*** Data for the task ***

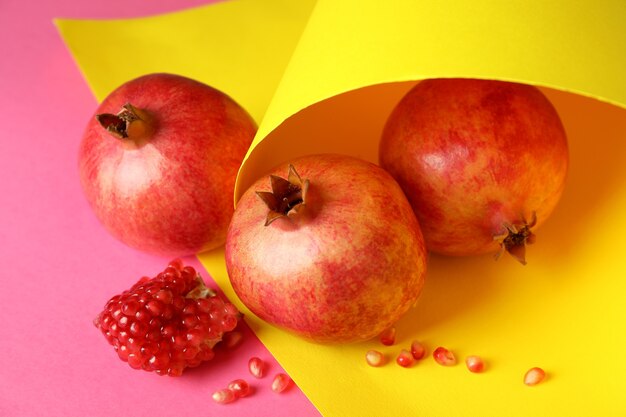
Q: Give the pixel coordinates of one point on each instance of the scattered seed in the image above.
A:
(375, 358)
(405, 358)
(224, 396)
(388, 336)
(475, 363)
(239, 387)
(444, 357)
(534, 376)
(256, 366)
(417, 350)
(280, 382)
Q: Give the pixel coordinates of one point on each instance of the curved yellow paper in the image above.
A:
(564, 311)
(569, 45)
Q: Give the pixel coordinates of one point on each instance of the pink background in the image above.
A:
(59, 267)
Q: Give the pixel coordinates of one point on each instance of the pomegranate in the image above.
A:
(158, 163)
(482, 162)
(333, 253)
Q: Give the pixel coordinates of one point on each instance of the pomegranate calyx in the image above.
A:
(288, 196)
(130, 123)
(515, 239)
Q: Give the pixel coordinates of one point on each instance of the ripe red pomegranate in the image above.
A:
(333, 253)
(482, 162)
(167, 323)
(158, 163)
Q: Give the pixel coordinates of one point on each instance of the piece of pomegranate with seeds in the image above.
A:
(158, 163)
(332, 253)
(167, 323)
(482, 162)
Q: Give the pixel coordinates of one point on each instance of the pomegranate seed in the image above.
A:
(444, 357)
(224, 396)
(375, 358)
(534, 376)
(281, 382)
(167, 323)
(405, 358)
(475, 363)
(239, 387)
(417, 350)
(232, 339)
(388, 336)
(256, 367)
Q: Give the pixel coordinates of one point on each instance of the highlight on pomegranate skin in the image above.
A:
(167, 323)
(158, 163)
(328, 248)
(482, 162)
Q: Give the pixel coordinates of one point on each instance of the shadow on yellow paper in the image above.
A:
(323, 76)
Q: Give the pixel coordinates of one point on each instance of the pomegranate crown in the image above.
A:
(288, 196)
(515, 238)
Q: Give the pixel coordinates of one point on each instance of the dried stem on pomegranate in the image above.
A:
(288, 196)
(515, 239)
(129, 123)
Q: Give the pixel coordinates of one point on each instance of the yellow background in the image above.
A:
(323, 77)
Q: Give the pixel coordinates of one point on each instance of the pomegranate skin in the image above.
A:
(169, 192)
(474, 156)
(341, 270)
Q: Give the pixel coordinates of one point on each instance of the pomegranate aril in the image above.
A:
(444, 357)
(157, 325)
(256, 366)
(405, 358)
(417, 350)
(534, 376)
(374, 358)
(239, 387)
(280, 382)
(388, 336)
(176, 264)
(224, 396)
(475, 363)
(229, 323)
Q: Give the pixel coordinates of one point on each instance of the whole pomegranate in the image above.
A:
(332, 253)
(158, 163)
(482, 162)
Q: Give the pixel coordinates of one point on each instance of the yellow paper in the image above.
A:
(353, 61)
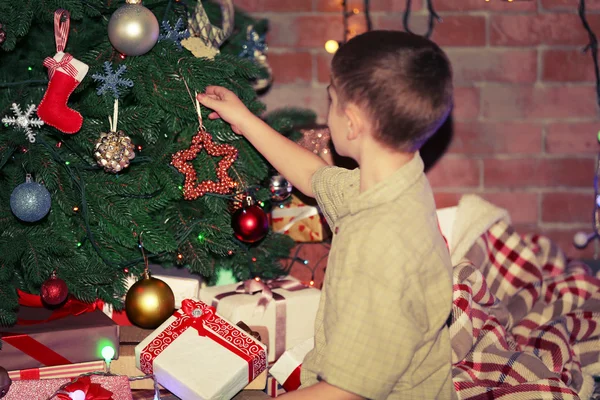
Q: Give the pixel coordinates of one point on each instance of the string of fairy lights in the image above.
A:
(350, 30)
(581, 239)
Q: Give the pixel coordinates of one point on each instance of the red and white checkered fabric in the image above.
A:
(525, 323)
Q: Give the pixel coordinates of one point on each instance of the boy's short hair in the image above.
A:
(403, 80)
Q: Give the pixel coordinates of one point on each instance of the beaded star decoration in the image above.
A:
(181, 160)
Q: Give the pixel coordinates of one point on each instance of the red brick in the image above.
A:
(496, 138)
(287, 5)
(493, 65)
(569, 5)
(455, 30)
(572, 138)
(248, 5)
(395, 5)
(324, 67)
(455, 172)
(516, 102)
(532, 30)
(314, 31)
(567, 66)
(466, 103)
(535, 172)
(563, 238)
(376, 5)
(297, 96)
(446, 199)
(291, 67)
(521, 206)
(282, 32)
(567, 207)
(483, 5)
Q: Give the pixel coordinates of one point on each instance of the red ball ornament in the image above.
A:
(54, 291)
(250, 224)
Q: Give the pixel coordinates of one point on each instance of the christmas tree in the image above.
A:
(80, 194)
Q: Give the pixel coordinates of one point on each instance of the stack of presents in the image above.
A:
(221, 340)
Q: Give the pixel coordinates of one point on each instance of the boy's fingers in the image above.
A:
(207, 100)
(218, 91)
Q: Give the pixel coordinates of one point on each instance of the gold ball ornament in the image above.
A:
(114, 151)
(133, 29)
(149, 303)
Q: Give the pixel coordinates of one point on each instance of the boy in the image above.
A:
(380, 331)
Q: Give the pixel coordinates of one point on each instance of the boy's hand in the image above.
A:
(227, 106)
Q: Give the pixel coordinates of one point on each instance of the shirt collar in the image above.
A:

***

• _Task prompt_
Take the line holding "collar in the image above." and the lines after it through the end of the entries. Retype them exactly and add nothing.

• _Written reply_
Q: Give the pixel coordinates of one point on each instance of the shirt collar in the image above.
A:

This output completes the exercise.